All that is needed is the line in the material below containing "<point>26,36</point>", plus every line after it, printed exactly.

⟨

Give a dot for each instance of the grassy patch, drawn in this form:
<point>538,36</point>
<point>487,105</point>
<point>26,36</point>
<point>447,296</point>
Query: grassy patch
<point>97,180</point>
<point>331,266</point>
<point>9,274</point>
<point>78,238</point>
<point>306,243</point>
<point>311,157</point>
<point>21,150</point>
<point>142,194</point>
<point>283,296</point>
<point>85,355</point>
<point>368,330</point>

⟩

** Exercise response **
<point>26,36</point>
<point>447,296</point>
Query: grassy patch
<point>97,180</point>
<point>331,266</point>
<point>9,274</point>
<point>78,238</point>
<point>306,243</point>
<point>311,157</point>
<point>21,150</point>
<point>142,194</point>
<point>283,296</point>
<point>85,355</point>
<point>368,330</point>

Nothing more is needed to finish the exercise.